Texto proporcionado

___

No
soy tan categórico para afirmar, como hace Leila Guerriero,
que todo lo que publica La bestia equilátera hay que leerlo,
pero ya llevo algunos libros leídos, publicados en este sello, que
corroboran el tino literario y singular de esta cualificada editorial
independiente argentina.
Ayer
por la tarde finalicé la lectura de La soledad del lector,
de David Markson (Albany, New York, 1927 – Greenwich
Village, New York, 2010), un libro extraño y experimental, repleto
de controversias y perplejidades. Llegué a su encuentro siguiendo la
recomendación que Vila-Matas hacía en su blog, un señuelo
determinante para enfrentarme a un texto tan dispar y metaliterario,
esa veta que tanto gusta al escritor barcelonés y, en mí, tanta
curiosidad concita.
David
Markson, después de llevarse más de media vida escribiendo
literatura experimental, acabó sus días convertido en una de esas
paradojas tan frecuentes en sus libros. Le gustaba bromear sobre su
condición de escritor, él mismo se tachaba de “autor que debe su
fama a que es un desconocido”. Fue un hombre fascinado por las
muertes de artistas consagrados. Murió a los 82 años, en un rincón
bohemio de la ciudad de los rascacielos en donde consumó borracheras
memorables acompañado de Dylan Thomas y Jack Kerouac.
La
escritura de Markson es laberíntica y erudita, dirigida a
lectores exigentes, aun así, sus fieles le han aupado a la escena
literaria como un escritor egregio y fragmentario, amante de la cita
y el aforismo. De hecho, su obra es todo un compendio de citas
célebres que suplantan a la trama y a los personajes de su
narrativa. Muchos detalles biográficos sobre grandes artistas
transitan por La soledad del lector, el número es
elevadísimo, tantos como antisemitas y suicidas.

___

Registros proporcionados
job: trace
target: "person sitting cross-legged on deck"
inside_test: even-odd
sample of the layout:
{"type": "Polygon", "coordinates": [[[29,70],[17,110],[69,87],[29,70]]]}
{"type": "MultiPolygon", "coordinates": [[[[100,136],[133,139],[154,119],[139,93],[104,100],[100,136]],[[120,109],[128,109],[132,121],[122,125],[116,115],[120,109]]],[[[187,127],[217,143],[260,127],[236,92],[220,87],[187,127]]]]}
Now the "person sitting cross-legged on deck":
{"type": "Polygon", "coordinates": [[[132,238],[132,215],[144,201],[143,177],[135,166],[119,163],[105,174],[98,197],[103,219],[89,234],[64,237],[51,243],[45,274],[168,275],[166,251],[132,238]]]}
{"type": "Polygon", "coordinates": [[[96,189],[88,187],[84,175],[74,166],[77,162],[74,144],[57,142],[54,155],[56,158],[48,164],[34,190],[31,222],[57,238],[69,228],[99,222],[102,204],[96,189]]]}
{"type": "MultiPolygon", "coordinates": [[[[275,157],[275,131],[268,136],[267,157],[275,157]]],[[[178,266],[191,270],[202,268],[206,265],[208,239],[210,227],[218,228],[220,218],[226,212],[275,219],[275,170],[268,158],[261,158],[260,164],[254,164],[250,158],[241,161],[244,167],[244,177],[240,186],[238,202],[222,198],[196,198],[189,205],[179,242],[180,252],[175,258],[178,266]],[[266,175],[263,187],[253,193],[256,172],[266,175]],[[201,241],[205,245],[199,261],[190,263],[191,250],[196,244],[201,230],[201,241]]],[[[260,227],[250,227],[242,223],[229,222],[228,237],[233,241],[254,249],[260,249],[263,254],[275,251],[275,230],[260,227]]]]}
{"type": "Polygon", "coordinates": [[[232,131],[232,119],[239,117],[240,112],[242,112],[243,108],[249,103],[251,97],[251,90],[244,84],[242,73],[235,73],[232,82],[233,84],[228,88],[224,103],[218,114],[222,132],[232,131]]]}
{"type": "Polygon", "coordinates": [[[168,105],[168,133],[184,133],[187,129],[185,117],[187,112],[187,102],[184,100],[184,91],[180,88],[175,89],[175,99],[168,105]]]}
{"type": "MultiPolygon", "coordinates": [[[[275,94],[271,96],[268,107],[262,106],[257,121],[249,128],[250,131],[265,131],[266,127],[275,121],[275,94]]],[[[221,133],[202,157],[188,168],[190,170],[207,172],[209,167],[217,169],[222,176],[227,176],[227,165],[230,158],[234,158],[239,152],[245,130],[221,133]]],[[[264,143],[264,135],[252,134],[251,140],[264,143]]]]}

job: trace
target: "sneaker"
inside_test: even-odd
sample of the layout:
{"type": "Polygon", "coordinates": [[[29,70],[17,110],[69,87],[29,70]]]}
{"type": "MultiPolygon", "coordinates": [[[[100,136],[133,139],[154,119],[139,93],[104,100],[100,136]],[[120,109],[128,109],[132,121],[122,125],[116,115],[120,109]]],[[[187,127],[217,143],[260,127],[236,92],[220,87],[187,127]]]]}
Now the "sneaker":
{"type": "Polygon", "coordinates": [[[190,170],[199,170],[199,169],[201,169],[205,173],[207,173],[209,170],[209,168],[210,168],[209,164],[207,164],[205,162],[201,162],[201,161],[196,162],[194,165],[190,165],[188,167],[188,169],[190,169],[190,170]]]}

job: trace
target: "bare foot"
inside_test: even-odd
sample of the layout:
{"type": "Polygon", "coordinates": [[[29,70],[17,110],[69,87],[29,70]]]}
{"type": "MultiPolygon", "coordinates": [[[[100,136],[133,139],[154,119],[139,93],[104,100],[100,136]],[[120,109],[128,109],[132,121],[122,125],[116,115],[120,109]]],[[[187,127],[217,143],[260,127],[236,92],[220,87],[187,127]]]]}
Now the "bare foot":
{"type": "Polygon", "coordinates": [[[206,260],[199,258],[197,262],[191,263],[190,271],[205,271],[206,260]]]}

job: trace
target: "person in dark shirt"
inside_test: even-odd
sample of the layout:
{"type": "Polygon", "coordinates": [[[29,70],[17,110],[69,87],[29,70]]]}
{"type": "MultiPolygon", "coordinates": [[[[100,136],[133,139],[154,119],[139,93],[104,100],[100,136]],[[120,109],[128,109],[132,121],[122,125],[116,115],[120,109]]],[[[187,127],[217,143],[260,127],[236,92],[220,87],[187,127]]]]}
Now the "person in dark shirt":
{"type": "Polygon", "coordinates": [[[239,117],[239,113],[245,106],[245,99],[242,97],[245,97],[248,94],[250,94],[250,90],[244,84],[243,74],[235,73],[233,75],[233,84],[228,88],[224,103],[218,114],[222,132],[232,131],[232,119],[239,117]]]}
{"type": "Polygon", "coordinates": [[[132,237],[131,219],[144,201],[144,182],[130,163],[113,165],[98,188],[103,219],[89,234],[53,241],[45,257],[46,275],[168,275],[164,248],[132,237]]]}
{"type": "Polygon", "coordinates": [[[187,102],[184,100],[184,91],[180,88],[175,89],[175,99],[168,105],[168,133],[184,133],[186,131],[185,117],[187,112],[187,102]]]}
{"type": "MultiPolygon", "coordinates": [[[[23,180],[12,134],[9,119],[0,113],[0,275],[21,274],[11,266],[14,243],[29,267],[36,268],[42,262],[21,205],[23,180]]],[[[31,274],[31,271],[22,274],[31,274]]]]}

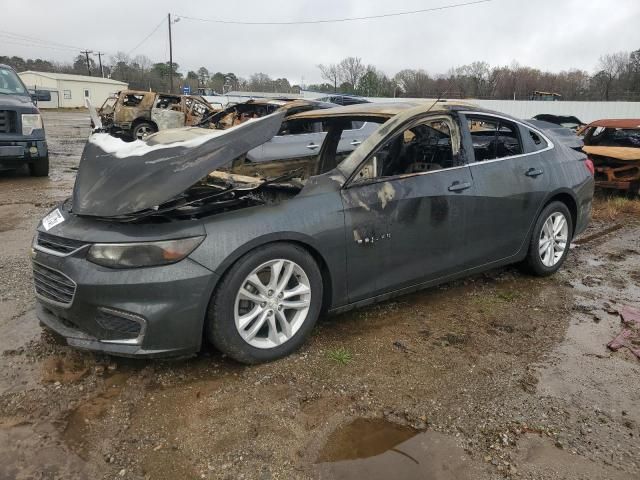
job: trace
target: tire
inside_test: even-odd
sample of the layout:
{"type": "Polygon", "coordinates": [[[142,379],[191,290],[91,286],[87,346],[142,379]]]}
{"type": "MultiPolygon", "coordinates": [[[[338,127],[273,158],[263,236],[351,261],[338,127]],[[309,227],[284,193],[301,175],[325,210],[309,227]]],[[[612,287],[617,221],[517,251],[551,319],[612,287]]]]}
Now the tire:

___

Instrucciones
Según el texto proporcionado, ¿a qué edad murió David Markson? Los registros son un material aparte, sin relación con el texto proporcionado.

Respuesta completa
A los 82 años.